[Source data]
——————————

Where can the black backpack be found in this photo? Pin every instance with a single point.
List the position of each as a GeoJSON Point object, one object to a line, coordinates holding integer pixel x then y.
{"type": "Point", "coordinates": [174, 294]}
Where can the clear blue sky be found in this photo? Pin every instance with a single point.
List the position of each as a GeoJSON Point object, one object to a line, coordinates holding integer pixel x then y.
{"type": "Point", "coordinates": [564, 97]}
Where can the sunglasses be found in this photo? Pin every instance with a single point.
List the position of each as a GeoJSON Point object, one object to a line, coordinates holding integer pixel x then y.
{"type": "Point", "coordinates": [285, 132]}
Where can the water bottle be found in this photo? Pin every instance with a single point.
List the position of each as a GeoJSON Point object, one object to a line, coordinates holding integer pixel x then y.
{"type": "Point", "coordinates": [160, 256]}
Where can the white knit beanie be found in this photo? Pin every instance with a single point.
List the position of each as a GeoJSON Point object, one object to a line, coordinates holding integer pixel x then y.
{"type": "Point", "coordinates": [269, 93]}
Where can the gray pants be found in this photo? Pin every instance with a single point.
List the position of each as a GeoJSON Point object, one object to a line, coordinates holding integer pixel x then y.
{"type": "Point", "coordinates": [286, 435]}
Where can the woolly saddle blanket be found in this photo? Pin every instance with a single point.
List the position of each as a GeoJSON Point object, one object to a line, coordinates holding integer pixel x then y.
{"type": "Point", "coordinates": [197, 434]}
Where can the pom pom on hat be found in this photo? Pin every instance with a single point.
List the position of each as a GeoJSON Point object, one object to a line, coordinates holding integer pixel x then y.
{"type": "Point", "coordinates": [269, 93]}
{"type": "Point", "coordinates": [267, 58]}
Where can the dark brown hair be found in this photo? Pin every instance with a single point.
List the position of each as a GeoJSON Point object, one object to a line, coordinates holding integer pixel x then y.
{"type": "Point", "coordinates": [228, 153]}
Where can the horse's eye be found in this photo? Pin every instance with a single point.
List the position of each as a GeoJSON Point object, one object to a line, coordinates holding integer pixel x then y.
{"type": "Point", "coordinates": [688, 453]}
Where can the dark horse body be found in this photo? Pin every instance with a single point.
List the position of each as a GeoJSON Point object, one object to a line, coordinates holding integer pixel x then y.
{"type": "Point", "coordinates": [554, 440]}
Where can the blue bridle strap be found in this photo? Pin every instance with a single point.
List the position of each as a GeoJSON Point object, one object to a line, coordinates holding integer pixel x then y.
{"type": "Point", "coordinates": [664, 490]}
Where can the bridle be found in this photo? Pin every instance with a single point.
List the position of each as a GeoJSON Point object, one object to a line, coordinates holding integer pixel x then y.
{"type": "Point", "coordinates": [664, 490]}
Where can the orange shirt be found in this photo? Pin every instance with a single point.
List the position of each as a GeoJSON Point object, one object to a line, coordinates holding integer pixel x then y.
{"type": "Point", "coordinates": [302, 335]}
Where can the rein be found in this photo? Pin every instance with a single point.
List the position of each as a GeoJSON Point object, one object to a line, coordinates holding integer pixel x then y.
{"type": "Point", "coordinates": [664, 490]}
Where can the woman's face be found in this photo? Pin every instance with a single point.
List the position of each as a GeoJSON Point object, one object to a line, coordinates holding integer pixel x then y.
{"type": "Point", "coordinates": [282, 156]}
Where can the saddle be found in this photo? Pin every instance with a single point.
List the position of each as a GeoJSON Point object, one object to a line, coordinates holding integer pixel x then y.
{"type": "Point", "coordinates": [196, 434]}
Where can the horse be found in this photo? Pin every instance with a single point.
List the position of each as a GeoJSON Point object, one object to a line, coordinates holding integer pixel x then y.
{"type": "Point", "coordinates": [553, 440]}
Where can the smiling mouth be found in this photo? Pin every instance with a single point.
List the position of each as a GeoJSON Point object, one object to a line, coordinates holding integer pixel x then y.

——————————

Task to carry out — Rewrite all of the material above, swapping "Pin" for "Mark" wherever it occurs and leaving everything else unchanged.

Result below —
Where can the black backpack be found in this photo? Mark every instance with a single point.
List the position of each as a GeoJSON Point object, one object to a line, coordinates holding integer pixel x then y.
{"type": "Point", "coordinates": [174, 294]}
Where can the clear blue sky be found in this photo? Mark every instance with a single point.
List the position of each as a GeoJSON Point object, one object to a line, coordinates holding integer pixel x then y.
{"type": "Point", "coordinates": [564, 97]}
Where can the sunglasses be found in this photo? Mark every instance with a single point.
List the position of each as a GeoJSON Point object, one object to a line, coordinates holding integer pixel x then y.
{"type": "Point", "coordinates": [285, 132]}
Where can the water bottle be found in this photo? Mark every instance with a single point.
List the position of each as a GeoJSON Point object, one object to a line, coordinates holding integer pixel x then y.
{"type": "Point", "coordinates": [160, 256]}
Where can the white knit beanie be found in this photo? Mark every instance with a single point.
List the position of each as a GeoJSON Point object, one object to a line, coordinates holding integer pixel x then y.
{"type": "Point", "coordinates": [269, 93]}
Where can the gray pants be found in this photo? Mark every instance with a single point.
List the position of each as a GeoJSON Point object, one object to a line, coordinates holding integer pixel x then y.
{"type": "Point", "coordinates": [286, 435]}
Where can the woolly saddle blanket be found in this photo? Mark every instance with a single point.
List the position of each as a GeoJSON Point object, one object to a line, coordinates holding integer pixel x then y.
{"type": "Point", "coordinates": [197, 434]}
Where can the pom pom on hat be found in this photo? Mark every instance with a single point.
List the position of each as a GeoJSON Point object, one object to a line, coordinates holding integer pixel x then y.
{"type": "Point", "coordinates": [269, 93]}
{"type": "Point", "coordinates": [267, 58]}
Where can the dark brown hair be found in this photo? Mark every instance with a single point.
List the position of each as a GeoJSON Point object, one object to a line, coordinates holding integer pixel x then y.
{"type": "Point", "coordinates": [228, 153]}
Where can the horse's eye be found in this photo? Mark every instance with a single point.
List the position of each as a GeoJSON Point object, one object to a line, coordinates holding integer pixel x then y.
{"type": "Point", "coordinates": [688, 453]}
Where can the dark horse body be found in this photo? Mark every instance with a single point.
List the position of each as a GeoJSON Point object, one object to a line, coordinates holding integer pixel x then y.
{"type": "Point", "coordinates": [554, 440]}
Where can the blue bridle strap be found in this photo? Mark every instance with a single point.
List the position of each as a GeoJSON Point object, one object to a line, coordinates holding integer pixel x then y.
{"type": "Point", "coordinates": [664, 490]}
Where can the bridle be found in this photo? Mark every instance with a single point.
List the position of each as a GeoJSON Point object, one object to a line, coordinates holding integer pixel x then y.
{"type": "Point", "coordinates": [664, 490]}
Where can the orange shirt be found in this photo? Mark every instance with a single point.
List the position of each as a GeoJSON Point object, one object to a line, coordinates holding integer pixel x then y.
{"type": "Point", "coordinates": [302, 335]}
Where can the rein be found in this photo? Mark every instance with a single point.
List the position of each as a GeoJSON Point object, one object to a line, coordinates holding integer pixel x then y.
{"type": "Point", "coordinates": [664, 490]}
Where can the woman's face be found in this photo? Mark every instance with a single point.
List the position of each as a GeoJSON Point object, one object to a line, coordinates holding integer pixel x then y.
{"type": "Point", "coordinates": [282, 156]}
Where can the saddle be found in this photo? Mark every instance with a single point.
List the position of each as a GeoJSON Point object, one object to a line, coordinates holding integer pixel x then y.
{"type": "Point", "coordinates": [196, 434]}
Where can the horse be found in this photo? Mark every instance with a single point.
List the position of each as a GeoJSON Point object, one object to a line, coordinates holding integer pixel x then y.
{"type": "Point", "coordinates": [553, 440]}
Where can the smiling mouth be found in this photo? Mark every instance with a single point.
List the position of each as a GeoJSON Point object, one object to a line, coordinates holding integer pixel x then y.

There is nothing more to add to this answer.